The Heart in Glass: A Valentine's Meditation

Before it meant love, the heart was a seed. Before Europe wrote romance, the East had already perfected it in poetry and song. From silphium to Majnun and Layla, from medieval manuscripts to Palestinian ataaba, the heart shape carries centuries of longing. A meditation on love, glass, and what happens when you hold both up to the light.

The Heart in Glass: A Valentine's Meditation

The Heart in Glass: A Valentine's Meditation

 

 

" I circle the walls of the house of Layla, Sometimes I kiss this wall, sometimes I kiss that one, It is not love for these walls that has infatuated my heart, But the love of who lives within them."

أطوف على جدار ديار ليلى"
" أقبل ذا الجدار و ذا الجدارا و ما حب الديار شغفن قلبي ولكن حب من سكن الديارا

 

Dear Reader,

The heart shape we recognize today the one on every love letter didn't start as a symbol of love at all. It began as a seed.

__________________________________________________

▶ SHORT EXERCISE
Pick up the Valentine's essay about the heart shape right after its last sentence, and continue it in the same voice.

▶ SUPPLIED DATA
__________________________________________________

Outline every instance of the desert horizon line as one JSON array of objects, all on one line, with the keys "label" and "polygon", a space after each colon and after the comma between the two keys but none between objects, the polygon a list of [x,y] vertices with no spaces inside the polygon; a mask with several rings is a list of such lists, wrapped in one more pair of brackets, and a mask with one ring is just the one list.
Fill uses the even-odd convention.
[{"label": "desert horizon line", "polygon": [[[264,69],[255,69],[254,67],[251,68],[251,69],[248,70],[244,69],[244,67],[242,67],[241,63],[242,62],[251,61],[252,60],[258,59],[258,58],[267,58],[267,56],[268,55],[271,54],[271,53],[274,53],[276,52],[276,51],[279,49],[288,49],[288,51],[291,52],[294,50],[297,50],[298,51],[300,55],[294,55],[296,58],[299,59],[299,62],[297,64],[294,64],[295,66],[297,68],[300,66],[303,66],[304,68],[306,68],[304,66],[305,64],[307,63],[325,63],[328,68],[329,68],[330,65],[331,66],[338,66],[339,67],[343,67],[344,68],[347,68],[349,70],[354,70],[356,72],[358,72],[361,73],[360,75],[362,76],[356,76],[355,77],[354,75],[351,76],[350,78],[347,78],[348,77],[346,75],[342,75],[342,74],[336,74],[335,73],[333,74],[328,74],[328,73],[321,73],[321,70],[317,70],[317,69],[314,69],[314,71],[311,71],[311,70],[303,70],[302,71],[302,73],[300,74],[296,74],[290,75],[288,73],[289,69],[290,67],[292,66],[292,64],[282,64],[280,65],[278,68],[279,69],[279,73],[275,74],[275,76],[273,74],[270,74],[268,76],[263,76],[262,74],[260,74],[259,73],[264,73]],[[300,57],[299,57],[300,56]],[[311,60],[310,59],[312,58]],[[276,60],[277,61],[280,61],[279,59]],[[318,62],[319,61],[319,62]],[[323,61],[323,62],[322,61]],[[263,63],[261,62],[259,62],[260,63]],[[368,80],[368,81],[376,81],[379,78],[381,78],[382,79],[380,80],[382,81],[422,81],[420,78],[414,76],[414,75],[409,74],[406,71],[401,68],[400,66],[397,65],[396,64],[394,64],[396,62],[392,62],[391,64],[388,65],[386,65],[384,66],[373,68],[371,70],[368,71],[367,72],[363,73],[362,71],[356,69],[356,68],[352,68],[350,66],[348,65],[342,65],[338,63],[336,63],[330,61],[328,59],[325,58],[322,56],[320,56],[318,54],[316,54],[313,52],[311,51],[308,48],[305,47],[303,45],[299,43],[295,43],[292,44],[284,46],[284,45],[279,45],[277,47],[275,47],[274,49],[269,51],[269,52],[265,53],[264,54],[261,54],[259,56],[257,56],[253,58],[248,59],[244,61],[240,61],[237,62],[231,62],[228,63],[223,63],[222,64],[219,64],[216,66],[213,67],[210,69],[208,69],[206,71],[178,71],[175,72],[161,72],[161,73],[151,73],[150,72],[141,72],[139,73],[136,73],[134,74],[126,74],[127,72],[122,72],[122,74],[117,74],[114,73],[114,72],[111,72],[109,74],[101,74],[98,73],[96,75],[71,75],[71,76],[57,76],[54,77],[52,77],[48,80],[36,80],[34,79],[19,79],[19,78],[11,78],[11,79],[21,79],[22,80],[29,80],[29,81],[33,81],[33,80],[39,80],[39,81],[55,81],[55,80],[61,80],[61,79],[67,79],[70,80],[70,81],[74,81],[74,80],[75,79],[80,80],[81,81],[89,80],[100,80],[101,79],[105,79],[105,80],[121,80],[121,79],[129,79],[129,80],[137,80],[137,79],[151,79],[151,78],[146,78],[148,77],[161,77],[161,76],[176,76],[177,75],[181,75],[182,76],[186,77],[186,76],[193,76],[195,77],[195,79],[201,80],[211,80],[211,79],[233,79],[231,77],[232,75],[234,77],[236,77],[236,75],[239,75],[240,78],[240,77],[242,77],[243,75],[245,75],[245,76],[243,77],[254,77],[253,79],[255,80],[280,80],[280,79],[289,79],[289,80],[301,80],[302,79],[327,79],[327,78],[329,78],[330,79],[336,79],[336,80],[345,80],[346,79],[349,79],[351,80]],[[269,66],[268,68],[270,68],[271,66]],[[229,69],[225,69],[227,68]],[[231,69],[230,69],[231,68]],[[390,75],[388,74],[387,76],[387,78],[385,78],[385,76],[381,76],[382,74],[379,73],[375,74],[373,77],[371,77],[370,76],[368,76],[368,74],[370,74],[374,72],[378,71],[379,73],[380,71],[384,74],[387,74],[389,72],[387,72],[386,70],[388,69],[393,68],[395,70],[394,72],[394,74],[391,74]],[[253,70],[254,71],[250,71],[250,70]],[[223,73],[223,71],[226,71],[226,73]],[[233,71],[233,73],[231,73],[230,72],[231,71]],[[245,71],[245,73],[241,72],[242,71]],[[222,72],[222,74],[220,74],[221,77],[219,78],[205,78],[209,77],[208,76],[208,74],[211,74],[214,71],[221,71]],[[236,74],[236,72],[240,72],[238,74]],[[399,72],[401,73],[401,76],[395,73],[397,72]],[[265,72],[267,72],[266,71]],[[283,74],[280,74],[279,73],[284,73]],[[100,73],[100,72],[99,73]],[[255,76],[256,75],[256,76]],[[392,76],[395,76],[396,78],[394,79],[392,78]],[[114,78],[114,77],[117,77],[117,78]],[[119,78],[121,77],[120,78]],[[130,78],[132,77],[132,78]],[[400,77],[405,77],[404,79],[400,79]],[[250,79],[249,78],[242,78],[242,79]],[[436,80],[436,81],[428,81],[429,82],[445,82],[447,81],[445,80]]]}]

__________________________________________________

▶ THE OUTPUT
The silphium plant grew wild along the North African coast near ancient Cyrene, so precious that the city stamped its heart-shaped seedpod onto their coins. This Mediterranean plant was worth its weight in silver. By the first century AD, it had been harvested into extinction. The last stalk reportedly went to Emperor Nero, who ate it. And so the heart shape outlived the plant that inspired it becoming the symbol we know today.

Before it meant romance, the heart shape appeared as ivy leaves in medieval manuscripts, as water lily petals in heraldry. In Japan, the same form was called inome the eye of a wild boar carved into sword guards to ward off spirits. The heart, it seems, has always been a shape that protects.

The Heart That Wasn't

Here's something curious: for centuries, we've been drawing the heart upside down.

In the 13th century, in a French manuscript called Roman de la Poire (Romance of the Pear), a lover kneels and offers his beloved what we now recognize as a heart. But scholars debate whether it was meant to be a pear. The shape resembles a pine cone held upside down, matching how medieval physicians described the actual organ. It wasn't until the 15th century that the heart took its current form wide at top, pointed below.

We've been getting it anatomically wrong for generations. And yet it works perfectly. Perhaps because love itself is rarely accurate it's a feeling that lives in the body but refuses to be confined by it.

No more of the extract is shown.